§ EXERCISE AIM
Please rewrite the lines below as a Markdown table with the columns "Row" and "Text". Number each line in order under "Row" and put the line itself under "Text", skipping blank lines and leaving the pictures out.

################

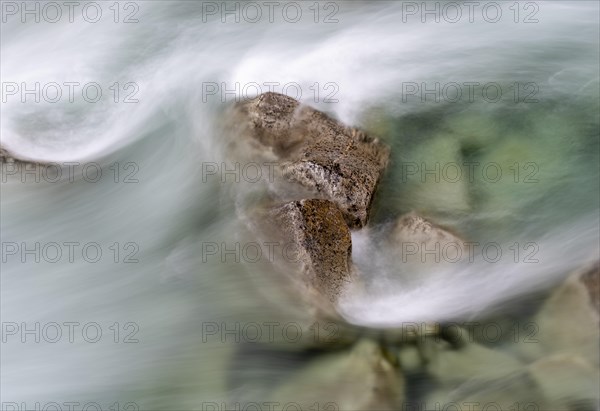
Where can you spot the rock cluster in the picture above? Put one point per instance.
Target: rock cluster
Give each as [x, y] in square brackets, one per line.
[333, 161]
[327, 174]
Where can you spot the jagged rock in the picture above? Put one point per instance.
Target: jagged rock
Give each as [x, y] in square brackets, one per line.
[591, 279]
[319, 153]
[420, 241]
[317, 240]
[360, 379]
[567, 322]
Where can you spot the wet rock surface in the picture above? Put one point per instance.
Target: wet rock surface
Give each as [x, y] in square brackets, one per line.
[359, 379]
[317, 241]
[319, 153]
[418, 240]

################

§ FINAL RESULT
| Row | Text |
|---|---|
| 1 | Where can you spot the rock cluster in the picture above? Put one point per instance. |
| 2 | Target: rock cluster |
| 3 | Give each as [x, y] in square brackets, one per line. |
| 4 | [333, 161] |
| 5 | [327, 174] |
| 6 | Where can you spot the jagged rock in the picture above? Put one point per instance. |
| 7 | Target: jagged rock |
| 8 | Give each as [x, y] in square brackets, one per line. |
| 9 | [591, 279] |
| 10 | [319, 153] |
| 11 | [420, 241] |
| 12 | [317, 240] |
| 13 | [360, 379] |
| 14 | [567, 322] |
| 15 | Where can you spot the wet rock surface in the picture above? Put one point per instance. |
| 16 | Target: wet rock surface |
| 17 | Give each as [x, y] in square brackets, one per line. |
| 18 | [359, 379] |
| 19 | [317, 241] |
| 20 | [319, 153] |
| 21 | [418, 240] |